Segment Open
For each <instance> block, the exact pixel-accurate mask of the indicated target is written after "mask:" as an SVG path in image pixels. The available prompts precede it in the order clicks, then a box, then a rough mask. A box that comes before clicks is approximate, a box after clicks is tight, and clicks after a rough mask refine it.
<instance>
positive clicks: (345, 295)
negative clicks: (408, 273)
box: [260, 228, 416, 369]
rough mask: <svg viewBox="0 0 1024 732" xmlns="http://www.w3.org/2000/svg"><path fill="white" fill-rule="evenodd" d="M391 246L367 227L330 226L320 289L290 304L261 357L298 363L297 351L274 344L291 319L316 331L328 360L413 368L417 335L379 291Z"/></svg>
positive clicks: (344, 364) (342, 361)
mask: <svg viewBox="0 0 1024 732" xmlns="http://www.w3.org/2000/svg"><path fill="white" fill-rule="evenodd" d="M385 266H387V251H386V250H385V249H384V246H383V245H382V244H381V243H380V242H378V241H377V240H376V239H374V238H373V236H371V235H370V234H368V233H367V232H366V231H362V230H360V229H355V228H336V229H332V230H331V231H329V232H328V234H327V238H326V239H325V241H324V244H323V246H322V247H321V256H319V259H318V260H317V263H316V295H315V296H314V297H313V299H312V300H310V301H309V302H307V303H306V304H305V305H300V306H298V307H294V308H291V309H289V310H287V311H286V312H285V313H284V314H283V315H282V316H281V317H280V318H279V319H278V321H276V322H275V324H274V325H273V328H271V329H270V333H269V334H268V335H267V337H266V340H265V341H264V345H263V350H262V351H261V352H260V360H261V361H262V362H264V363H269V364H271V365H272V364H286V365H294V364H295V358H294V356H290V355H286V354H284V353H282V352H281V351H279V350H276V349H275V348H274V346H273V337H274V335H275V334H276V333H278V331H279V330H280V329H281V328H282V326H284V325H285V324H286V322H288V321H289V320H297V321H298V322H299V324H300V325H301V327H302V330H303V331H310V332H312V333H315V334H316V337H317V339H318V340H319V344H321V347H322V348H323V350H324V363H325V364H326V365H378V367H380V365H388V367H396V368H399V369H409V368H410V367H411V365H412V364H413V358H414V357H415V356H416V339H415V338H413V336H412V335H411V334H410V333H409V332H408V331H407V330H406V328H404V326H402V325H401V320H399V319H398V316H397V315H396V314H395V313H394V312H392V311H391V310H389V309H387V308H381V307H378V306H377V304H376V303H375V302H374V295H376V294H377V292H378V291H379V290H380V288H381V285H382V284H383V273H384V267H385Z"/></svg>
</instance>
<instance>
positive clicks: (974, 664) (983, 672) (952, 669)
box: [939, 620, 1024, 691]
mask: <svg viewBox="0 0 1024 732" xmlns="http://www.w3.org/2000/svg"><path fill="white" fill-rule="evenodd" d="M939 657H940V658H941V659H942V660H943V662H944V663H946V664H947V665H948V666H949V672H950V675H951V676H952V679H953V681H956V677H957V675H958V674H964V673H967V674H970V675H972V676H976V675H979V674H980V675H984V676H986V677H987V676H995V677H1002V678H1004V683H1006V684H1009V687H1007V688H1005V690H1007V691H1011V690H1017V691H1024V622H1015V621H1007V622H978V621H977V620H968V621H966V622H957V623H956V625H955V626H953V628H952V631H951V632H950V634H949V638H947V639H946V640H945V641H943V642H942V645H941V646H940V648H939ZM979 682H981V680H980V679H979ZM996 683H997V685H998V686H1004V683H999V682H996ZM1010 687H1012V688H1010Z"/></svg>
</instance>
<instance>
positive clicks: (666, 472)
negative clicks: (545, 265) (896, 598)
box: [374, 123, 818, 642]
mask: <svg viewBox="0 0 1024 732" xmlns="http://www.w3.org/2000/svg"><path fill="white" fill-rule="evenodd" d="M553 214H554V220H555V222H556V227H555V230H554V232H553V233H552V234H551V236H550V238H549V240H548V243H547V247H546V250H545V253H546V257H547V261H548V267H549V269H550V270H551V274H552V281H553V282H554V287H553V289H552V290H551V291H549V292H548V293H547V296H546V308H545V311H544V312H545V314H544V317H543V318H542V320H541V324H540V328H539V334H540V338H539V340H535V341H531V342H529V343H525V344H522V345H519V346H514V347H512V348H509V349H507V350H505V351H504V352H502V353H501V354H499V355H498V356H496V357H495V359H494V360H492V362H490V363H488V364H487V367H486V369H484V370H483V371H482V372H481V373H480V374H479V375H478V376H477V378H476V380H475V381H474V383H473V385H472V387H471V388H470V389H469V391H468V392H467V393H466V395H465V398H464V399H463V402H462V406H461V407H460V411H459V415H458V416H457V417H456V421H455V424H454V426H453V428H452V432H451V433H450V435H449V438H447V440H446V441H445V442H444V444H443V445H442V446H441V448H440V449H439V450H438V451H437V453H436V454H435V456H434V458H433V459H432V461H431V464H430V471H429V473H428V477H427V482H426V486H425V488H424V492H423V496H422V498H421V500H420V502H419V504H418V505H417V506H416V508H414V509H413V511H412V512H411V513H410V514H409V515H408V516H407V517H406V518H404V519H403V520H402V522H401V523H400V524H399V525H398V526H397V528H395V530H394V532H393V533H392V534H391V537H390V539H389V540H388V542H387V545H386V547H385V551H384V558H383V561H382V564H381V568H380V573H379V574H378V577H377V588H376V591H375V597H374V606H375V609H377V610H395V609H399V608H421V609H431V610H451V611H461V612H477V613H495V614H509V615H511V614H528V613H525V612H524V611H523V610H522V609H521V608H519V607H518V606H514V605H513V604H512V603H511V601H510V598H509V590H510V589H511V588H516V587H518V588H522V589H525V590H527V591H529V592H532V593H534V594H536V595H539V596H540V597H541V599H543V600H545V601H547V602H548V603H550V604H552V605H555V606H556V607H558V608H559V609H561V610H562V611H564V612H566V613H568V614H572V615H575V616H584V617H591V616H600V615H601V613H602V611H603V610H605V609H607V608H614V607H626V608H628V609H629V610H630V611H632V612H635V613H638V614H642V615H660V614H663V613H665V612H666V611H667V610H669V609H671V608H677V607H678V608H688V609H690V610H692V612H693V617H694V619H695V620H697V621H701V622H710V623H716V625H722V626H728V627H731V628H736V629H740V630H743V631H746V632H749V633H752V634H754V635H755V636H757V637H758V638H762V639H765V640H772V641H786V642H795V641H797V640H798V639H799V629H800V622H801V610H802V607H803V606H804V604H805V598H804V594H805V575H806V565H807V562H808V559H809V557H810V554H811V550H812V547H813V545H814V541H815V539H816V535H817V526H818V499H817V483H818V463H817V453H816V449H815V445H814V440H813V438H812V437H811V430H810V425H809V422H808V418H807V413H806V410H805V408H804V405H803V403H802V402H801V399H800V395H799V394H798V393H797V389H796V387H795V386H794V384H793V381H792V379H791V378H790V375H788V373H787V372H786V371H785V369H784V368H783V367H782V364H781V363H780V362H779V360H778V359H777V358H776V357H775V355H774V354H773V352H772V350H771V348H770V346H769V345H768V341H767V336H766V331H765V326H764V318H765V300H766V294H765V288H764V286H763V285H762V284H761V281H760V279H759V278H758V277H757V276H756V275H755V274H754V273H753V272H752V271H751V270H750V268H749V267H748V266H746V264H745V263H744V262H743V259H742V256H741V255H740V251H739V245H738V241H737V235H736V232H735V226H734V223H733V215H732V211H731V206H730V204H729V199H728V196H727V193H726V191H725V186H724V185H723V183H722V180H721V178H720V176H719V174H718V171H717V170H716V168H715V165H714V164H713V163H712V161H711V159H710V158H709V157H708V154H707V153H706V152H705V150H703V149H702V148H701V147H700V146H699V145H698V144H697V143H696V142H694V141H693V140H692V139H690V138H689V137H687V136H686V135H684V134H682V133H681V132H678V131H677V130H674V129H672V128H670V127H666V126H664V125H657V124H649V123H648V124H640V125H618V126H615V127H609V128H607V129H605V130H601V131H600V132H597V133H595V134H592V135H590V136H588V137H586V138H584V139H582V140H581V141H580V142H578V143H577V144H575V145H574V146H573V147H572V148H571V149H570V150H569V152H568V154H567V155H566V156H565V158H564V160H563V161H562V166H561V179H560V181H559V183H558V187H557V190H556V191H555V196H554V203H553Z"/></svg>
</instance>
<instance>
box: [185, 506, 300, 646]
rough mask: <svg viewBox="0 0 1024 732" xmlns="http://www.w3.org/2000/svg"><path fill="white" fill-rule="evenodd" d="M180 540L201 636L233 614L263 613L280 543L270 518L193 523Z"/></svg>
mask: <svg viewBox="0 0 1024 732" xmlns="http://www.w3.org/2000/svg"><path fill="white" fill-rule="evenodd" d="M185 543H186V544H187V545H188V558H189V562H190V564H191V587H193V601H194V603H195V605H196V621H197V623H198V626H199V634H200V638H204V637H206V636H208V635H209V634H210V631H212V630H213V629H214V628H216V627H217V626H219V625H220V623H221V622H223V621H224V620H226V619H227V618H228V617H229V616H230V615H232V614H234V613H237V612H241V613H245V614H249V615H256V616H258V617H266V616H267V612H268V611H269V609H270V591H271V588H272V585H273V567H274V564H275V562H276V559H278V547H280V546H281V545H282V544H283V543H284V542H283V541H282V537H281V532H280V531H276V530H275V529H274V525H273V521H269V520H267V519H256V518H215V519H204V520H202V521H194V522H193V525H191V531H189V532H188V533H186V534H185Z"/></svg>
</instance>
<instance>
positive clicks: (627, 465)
Segment Closed
Directions –
Among the entries above, the line containing "box: [939, 620, 1024, 691]", the line containing "negative clicks: (545, 265) (896, 598)", and all lines between them are to be restated word for word; nothing else belongs in the reply.

Exercise response –
box: [939, 620, 1024, 691]
mask: <svg viewBox="0 0 1024 732" xmlns="http://www.w3.org/2000/svg"><path fill="white" fill-rule="evenodd" d="M939 657H940V658H941V659H942V660H943V662H944V663H946V664H947V665H948V666H949V672H950V675H951V676H952V679H953V681H956V677H957V675H958V674H964V673H967V674H970V675H972V676H976V675H979V674H980V675H984V676H986V677H987V676H995V677H1002V678H1004V683H1006V684H1009V687H1007V688H1005V690H1007V691H1011V690H1017V691H1024V622H1015V621H1007V622H978V621H977V620H968V621H966V622H957V623H956V625H955V626H953V628H952V631H951V632H950V634H949V638H947V639H946V640H945V641H943V642H942V645H941V646H940V648H939ZM979 682H981V680H980V679H979ZM996 683H997V685H998V686H1004V683H999V682H996ZM1010 687H1012V688H1010Z"/></svg>
</instance>
<instance>
positive clicks: (666, 472)
negative clicks: (545, 265) (896, 598)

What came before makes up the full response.